Sept 2019 The Hearing Journal
A new research has published the Victorian Childhood Hearing Impairment Longitudinal Databank (VicCHILD), which promises to help researchers across the globe in understanding why some children with hearing loss adapt and thrive better than others. The databank containing profiles children with hearing loss shows that language development and speech in hearing-impaired children are slower compared with the development of children with normal hearing, despite advancements in earlier detection and intervention in the past decade. Published in the latest International Journal of Epidemiology, the databank contains information collected over eight years. The paper's lead author, Murdoch Children's Research Institute's (MCRI) Dr. Valerie Sung, said that researchers world-wide can use the databank to answer questions around childhood hearing loss. "This register can help us understand why some children with a hearing loss do so well, while others experience greater difficulties," she says. "Universal newborn hearing screening is detecting hearing loss earlier than ever before, usually within a few weeks of birth. Children with hearing loss have very early access to hearing aids, early intervention services and for some, cochlear implantation. It was expected that hearing-impaired children would quickly come to enjoy the same language and educational outcomes as their hearing peers. However, early clinical diagnosis and intervention does not guarantee equality in health outcomes, with language and related outcomes of children with hearing loss remaining on average well below population means and the children's true cognitive potential. Demonstrating the reasons for this inequality has been hampered until now by the lack of population based prospective research."
______________________________
• Set of tasks
A - Name the kinds of early support that, according to the article on the childhood hearing loss databank, children with hearing loss can get.
B - Answer these questions from the article on the childhood hearing loss databank:
(i) In which journal was the paper published?
(ii) How many years of information does the databank contain?
(iii) How soon after birth does universal newborn hearing screening usually detect hearing loss?
C - Carry on with the article on the childhood hearing loss databank, picking up after its last sentence.

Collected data
______________________________
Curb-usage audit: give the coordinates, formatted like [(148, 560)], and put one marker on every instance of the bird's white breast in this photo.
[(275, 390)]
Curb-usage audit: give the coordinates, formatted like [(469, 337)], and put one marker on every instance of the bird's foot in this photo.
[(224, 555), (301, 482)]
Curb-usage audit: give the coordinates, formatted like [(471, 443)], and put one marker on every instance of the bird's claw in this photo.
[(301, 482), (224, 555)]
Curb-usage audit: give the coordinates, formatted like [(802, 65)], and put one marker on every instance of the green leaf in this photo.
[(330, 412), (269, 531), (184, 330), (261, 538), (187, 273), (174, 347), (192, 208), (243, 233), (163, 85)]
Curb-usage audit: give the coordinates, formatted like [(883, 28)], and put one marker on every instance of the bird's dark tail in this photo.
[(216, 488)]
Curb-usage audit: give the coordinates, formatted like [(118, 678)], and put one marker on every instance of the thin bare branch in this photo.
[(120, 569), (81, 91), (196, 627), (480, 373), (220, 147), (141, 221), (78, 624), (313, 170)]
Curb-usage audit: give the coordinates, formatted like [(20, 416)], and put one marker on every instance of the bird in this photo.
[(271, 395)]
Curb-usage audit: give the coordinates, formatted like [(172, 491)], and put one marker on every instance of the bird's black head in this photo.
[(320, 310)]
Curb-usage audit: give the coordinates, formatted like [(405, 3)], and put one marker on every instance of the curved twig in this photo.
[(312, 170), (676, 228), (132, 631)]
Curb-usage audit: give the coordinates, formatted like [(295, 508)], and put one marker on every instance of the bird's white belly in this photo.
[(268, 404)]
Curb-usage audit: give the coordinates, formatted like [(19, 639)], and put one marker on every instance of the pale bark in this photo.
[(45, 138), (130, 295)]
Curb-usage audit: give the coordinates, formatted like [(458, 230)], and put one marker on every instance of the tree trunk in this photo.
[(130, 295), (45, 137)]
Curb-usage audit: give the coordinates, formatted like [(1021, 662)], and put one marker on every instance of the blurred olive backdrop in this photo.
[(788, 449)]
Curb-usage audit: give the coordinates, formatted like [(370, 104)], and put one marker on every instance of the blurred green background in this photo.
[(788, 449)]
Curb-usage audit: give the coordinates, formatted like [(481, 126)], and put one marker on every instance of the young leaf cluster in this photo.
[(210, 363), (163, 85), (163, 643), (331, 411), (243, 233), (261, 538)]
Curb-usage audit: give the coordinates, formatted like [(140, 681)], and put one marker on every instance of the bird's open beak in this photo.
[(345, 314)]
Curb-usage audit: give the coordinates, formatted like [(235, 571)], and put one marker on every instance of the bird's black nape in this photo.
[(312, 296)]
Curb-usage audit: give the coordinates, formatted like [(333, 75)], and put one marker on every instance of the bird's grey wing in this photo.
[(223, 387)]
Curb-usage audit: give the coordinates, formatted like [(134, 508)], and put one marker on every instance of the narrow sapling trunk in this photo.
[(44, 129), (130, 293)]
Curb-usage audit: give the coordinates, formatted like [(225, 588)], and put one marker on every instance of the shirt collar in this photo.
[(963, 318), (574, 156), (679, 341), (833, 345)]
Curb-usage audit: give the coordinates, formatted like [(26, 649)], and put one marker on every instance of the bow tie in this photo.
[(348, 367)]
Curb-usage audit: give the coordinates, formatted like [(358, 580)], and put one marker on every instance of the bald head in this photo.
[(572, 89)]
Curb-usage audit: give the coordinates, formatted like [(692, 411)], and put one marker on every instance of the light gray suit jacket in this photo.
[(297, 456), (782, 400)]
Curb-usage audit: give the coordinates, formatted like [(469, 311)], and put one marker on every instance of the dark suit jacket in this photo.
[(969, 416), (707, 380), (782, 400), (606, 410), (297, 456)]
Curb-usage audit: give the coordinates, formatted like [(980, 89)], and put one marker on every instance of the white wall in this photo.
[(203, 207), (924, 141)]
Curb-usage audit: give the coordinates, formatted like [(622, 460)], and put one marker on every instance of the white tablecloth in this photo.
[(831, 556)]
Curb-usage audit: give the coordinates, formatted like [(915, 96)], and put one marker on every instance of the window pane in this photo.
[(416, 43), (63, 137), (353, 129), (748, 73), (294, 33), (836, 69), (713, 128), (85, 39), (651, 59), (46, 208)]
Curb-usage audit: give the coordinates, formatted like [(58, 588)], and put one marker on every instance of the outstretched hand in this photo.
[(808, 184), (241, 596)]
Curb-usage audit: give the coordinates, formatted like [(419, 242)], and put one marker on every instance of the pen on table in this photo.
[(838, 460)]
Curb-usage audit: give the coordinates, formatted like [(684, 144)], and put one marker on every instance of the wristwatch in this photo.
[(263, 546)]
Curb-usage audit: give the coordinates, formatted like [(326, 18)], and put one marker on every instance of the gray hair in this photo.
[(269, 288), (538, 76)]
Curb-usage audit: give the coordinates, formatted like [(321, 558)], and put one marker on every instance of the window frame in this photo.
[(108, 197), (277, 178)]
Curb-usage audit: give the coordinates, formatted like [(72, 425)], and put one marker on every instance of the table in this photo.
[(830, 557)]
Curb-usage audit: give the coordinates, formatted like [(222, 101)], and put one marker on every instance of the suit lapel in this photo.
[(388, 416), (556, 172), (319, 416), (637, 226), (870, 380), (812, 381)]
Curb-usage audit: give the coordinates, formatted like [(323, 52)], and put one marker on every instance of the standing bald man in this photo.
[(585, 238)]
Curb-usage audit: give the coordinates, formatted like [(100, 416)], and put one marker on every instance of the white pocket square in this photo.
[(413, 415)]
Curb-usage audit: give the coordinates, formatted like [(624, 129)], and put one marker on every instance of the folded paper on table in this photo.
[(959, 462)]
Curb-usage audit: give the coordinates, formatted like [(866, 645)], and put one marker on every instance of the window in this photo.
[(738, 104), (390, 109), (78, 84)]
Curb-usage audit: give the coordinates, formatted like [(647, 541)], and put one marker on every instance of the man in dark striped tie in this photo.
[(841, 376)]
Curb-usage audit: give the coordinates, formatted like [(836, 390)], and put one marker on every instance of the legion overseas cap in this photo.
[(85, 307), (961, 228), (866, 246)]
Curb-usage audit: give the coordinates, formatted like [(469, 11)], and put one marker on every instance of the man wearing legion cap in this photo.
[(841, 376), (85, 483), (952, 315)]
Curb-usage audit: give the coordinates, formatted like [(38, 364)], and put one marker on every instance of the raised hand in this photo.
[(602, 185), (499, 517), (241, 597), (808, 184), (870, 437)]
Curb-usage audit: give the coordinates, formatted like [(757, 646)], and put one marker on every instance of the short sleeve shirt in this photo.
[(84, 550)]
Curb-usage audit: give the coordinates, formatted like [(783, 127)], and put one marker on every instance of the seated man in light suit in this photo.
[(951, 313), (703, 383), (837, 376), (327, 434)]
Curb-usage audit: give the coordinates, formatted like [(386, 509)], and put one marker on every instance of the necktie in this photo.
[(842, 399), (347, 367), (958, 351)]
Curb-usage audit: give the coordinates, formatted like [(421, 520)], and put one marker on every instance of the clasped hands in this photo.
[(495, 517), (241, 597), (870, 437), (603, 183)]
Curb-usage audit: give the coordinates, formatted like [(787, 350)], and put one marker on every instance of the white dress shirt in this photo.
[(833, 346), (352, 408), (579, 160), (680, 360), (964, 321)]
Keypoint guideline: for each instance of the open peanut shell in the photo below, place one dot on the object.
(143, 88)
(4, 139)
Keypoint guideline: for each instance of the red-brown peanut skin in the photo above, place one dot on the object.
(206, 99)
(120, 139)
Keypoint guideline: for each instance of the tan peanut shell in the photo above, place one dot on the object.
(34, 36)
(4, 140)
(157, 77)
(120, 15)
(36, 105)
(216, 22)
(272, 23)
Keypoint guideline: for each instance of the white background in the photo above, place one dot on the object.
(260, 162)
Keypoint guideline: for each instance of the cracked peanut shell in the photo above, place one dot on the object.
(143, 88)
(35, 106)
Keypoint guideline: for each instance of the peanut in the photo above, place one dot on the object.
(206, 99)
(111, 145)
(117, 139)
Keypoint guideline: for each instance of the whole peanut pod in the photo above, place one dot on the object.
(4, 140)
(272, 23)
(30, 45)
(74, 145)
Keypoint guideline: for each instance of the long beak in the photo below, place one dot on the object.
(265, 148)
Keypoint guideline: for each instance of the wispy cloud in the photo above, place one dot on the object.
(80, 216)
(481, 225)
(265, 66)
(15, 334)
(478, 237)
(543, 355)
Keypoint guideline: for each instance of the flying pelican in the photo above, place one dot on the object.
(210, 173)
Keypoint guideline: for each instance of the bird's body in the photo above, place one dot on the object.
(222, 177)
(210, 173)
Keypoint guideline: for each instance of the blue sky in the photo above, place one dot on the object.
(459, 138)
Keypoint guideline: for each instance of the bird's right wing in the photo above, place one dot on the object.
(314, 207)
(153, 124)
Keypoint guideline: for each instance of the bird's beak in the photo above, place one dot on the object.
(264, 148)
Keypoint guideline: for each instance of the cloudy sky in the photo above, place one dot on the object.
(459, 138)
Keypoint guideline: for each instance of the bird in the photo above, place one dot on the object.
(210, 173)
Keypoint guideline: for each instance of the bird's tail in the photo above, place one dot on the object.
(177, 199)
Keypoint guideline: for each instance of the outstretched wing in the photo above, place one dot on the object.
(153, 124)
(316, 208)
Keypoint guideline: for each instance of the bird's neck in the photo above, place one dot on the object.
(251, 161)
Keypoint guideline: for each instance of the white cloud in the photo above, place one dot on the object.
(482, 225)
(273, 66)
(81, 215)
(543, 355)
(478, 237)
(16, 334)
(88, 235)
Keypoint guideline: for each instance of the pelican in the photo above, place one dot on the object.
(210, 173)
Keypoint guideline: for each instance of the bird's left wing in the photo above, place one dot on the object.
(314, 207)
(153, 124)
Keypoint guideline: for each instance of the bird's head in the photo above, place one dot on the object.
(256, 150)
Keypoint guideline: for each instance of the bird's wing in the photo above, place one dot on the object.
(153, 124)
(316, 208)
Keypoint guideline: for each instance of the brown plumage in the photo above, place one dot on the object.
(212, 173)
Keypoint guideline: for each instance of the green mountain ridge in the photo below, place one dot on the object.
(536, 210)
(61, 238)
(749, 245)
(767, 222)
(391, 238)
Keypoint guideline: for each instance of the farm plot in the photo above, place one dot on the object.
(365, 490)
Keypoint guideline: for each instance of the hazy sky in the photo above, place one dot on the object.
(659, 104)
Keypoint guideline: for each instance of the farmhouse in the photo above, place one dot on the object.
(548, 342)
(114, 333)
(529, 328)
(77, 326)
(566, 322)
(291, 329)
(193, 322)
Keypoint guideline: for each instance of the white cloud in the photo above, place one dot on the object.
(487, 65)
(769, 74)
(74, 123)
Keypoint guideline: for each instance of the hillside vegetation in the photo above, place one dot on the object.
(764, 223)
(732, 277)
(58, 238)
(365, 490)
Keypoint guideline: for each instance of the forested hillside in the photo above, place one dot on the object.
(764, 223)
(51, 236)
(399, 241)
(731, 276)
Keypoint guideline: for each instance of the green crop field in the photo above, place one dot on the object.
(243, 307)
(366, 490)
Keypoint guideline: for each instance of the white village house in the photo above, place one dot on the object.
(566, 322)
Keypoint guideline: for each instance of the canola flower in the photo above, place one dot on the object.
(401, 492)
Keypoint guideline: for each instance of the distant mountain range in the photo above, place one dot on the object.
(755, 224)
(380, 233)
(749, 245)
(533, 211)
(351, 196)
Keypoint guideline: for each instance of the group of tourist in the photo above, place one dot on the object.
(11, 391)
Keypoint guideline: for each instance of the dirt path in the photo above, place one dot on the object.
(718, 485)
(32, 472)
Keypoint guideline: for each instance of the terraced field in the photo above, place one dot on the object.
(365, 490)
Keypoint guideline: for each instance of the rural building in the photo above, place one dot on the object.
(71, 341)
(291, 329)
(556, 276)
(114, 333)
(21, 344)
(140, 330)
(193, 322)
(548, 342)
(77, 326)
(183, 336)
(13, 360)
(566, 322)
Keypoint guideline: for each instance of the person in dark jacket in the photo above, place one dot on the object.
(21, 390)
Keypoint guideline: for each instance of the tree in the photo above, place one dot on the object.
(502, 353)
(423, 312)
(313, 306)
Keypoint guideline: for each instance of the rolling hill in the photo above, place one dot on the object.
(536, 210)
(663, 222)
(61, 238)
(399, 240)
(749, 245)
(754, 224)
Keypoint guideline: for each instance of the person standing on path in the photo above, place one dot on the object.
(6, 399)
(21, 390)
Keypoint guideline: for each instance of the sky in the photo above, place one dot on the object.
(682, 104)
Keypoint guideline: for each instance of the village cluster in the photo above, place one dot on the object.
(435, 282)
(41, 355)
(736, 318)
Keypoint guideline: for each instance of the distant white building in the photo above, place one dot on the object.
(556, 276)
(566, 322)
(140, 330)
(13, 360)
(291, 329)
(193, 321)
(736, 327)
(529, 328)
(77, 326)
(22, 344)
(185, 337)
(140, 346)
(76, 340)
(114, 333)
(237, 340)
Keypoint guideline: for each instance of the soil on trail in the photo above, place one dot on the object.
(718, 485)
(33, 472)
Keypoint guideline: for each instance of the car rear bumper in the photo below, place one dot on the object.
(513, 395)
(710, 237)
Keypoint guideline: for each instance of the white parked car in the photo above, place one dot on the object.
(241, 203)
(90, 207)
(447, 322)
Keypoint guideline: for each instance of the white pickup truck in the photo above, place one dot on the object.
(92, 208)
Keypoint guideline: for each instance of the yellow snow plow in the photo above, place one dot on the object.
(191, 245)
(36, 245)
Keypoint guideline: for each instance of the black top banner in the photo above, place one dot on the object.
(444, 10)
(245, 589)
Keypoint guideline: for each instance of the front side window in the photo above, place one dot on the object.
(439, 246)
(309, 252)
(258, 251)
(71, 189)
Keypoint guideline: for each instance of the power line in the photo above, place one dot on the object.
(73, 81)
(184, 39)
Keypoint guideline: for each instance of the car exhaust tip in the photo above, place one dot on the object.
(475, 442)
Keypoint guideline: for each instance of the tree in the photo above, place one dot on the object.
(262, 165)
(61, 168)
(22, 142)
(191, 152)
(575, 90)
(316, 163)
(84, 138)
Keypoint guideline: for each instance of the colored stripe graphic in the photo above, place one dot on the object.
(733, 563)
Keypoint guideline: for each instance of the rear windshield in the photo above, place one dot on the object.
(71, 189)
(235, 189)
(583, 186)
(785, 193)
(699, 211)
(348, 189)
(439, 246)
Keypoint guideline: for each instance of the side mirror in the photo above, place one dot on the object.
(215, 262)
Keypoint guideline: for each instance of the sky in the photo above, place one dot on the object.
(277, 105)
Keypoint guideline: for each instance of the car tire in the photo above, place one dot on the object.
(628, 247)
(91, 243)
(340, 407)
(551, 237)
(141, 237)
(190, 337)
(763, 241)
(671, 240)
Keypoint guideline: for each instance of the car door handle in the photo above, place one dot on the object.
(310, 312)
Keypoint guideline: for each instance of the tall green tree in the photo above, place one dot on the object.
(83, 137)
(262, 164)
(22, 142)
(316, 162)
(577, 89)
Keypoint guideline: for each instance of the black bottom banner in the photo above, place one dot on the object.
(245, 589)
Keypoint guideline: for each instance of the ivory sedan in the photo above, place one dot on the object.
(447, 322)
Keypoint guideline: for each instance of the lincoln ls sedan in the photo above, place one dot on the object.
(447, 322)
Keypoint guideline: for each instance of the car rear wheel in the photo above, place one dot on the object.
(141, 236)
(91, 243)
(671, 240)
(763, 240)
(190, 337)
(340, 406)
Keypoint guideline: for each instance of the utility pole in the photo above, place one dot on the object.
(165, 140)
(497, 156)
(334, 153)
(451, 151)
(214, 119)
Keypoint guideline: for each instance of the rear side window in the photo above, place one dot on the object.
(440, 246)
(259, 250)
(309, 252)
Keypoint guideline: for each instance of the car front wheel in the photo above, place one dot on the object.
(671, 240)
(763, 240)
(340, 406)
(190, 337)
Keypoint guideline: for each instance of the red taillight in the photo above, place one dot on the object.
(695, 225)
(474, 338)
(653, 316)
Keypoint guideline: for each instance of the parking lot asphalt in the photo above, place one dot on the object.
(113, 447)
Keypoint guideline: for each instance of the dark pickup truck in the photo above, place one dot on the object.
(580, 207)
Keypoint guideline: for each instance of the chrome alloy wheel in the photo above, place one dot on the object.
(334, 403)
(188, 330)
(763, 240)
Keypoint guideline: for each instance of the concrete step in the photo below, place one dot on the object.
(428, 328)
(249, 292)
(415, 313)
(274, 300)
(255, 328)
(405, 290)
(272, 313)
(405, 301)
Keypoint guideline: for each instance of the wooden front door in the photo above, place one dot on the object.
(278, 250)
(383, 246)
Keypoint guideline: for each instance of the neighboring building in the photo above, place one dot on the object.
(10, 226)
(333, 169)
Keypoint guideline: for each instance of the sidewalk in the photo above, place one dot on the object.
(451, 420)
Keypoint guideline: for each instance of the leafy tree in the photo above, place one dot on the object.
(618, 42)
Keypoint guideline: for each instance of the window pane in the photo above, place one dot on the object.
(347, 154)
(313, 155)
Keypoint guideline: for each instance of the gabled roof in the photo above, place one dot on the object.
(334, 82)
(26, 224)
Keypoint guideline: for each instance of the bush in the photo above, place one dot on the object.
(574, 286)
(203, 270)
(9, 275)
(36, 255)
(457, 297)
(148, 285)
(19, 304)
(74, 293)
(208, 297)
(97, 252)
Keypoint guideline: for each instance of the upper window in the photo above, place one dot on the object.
______________________________
• Exercise answers
A - Hearing aids, early intervention services and, for some children, cochlear implantation.

B -
(i) The International Journal of Epidemiology.
(ii) Eight years.
(iii) Usually within a few weeks of birth.

C -
VicCHILD is a population-based longitudinal databank open to every child with permanent hearing loss in Victoria, Australia. Data collection started in 2012 and stems from 25 years of work by The Royal Children's Hospital and MCRI. At the end 2018, 807 children were enrolled and provided baseline data. By 2020 more than 1000 children will be taking part, making it the largest hearing databank in the world. VicCHILD collects data at enrolment, two years of age, school entry and late primary /early high school. It involves parent questionnaires, child assessments and taking saliva samples.
Dr. Sung, who is also an honorary fellow at the University of Melbourne, says about 600 Australian infants each year are diagnosed with congenital hearing loss within weeks of birth. "As these children grow, they can face challenges in things that come naturally to others like language and learning. This can impact their quality of life," she says. "Hearing loss incurs significant burden and medical costs and impacts adversely on educational attainment and employment opportunities.
"This important bank of information could improve interventions and ultimately the lives of children with hearing loss and their families. It will also act as a platform for research trials to understand the effectiveness of different interventions."